Условие задачи 1: Оформите в виде нумерованного списка строки записей, начиная со строки, содержащей «Would you kindly indicate the fish eye», и до конца записей включительно, пропустив пустые строки.

===== Фрагмент для чтения =====

Бывая в Москве, я заходил в редакцию просто так, без всякого дела, обменяться новостями, мнениями, отвести душу. Обычно это случалось в обеденный перерыв или к концу рабочего дня, и у сотрудников журнала почему-то всегда хватало времени на приветливость. Изумляло меня еще и то, что если редакция полагала необходимым внести какие-то мелкие изменения в мою рукопись, то меня вызывали в Москву: никто не смел вносить поправки без моего ведома — либо меня убеждали в их непреложности, и я вносил их сам, либо отстаивал нетронутость своего текста. Это было заведено Твардовским и свято блюлось новомирцами. Обзывать их редакционным аппаратом никому не приходило в голову: в понятии аппарата есть нечто бездушно-серийное, детали его легко заменимы штамповкой.

Напечатав в «Новом мире» несколько рассказов, я все еще не был знаком с главным редактором. Я знал, что они были читаны им — на первой странице рукописей, где-нибудь в уголке стояли две буквы «А. Т.», это означало одобрение Твардовского.

===== Исходные записи =====

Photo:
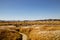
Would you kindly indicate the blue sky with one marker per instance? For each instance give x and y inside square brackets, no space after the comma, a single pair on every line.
[29,9]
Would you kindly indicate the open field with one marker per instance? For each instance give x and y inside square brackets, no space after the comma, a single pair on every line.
[30,30]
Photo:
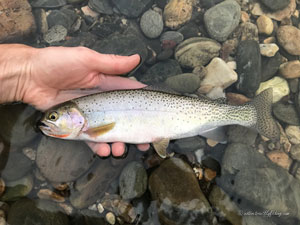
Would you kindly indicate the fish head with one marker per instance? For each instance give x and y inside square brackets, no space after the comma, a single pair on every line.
[65,122]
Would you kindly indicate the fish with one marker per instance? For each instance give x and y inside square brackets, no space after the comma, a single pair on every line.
[149,116]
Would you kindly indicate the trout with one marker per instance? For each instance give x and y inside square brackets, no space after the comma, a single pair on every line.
[149,116]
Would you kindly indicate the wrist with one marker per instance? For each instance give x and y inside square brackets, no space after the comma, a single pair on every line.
[15,71]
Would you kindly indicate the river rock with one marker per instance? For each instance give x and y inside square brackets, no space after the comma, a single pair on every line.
[219,74]
[288,37]
[177,13]
[26,211]
[290,70]
[184,83]
[248,67]
[132,8]
[16,24]
[268,50]
[53,159]
[286,113]
[152,23]
[179,197]
[133,181]
[279,86]
[222,19]
[275,5]
[159,72]
[196,51]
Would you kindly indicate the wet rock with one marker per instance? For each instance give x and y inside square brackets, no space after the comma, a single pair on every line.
[197,51]
[132,8]
[177,13]
[27,211]
[161,71]
[279,86]
[17,166]
[101,6]
[16,24]
[288,37]
[56,34]
[275,5]
[268,50]
[184,83]
[286,113]
[265,25]
[152,23]
[219,74]
[133,181]
[18,188]
[248,67]
[179,198]
[222,19]
[290,70]
[17,124]
[53,159]
[239,134]
[48,4]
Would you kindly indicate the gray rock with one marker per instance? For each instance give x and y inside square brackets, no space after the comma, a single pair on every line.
[275,5]
[133,181]
[101,6]
[179,197]
[286,113]
[152,23]
[132,8]
[222,19]
[184,83]
[197,51]
[248,67]
[159,72]
[53,159]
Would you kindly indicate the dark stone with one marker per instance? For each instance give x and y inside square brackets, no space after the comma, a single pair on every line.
[275,5]
[53,159]
[159,72]
[248,67]
[132,8]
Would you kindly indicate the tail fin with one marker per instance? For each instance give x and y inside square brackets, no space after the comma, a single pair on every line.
[265,124]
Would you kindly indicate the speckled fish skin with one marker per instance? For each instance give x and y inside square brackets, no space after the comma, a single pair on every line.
[144,116]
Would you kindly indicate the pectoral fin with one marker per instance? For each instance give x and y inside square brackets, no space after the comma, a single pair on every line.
[97,131]
[161,147]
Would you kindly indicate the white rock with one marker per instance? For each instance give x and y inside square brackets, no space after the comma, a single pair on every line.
[280,87]
[268,50]
[293,134]
[219,74]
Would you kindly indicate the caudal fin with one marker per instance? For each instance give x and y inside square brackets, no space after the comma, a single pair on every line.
[265,125]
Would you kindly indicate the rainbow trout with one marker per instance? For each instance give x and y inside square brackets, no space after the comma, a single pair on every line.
[147,116]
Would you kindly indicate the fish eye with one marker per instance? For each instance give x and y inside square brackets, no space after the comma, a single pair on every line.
[53,116]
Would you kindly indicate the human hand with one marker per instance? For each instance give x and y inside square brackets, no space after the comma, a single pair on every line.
[57,74]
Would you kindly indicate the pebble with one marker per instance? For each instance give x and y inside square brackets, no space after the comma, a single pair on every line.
[152,23]
[196,51]
[279,85]
[288,37]
[268,50]
[248,67]
[183,83]
[55,34]
[293,134]
[290,70]
[229,12]
[133,181]
[177,13]
[219,74]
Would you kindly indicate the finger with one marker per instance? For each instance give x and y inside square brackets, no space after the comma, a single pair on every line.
[101,149]
[114,64]
[118,149]
[143,147]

=====

Условие задачи 2: Приведите часть текста о редакции «Нового мира» от слов «Бывая в Москве, я» до слов «легко заменимы штамповкой.», заменив «новостями» на «известиями».

Итоговый результат 1:
1. Would you kindly indicate the fish eye with one marker per instance? For each instance give x and y inside square brackets, no space after the comma, a single pair on every line.
2. [53,116]
3. Would you kindly indicate the human hand with one marker per instance? For each instance give x and y inside square brackets, no space after the comma, a single pair on every line.
4. [57,74]
5. Would you kindly indicate the pebble with one marker per instance? For each instance give x and y inside square brackets, no space after the comma, a single pair on every line.
6. [152,23]
7. [196,51]
8. [279,85]
9. [288,37]
10. [268,50]
11. [248,67]
12. [183,83]
13. [55,34]
14. [293,134]
15. [290,70]
16. [229,12]
17. [133,181]
18. [177,13]
19. [219,74]
20. Would you kindly indicate the finger with one marker per instance? For each instance give x and y inside square brackets, no space after the comma, a single pair on every line.
21. [101,149]
22. [114,64]
23. [118,149]
24. [143,147]

Итоговый результат 2:
Бывая в Москве, я заходил в редакцию просто так, без всякого дела, обменяться известиями, мнениями, отвести душу. Обычно это случалось в обеденный перерыв или к концу рабочего дня, и у сотрудников журнала почему-то всегда хватало времени на приветливость. Изумляло меня еще и то, что если редакция полагала необходимым внести какие-то мелкие изменения в мою рукопись, то меня вызывали в Москву: никто не смел вносить поправки без моего ведома — либо меня убеждали в их непреложности, и я вносил их сам, либо отстаивал нетронутость своего текста. Это было заведено Твардовским и свято блюлось новомирцами. Обзывать их редакционным аппаратом никому не приходило в голову: в понятии аппарата есть нечто бездушно-серийное, детали его легко заменимы штамповкой.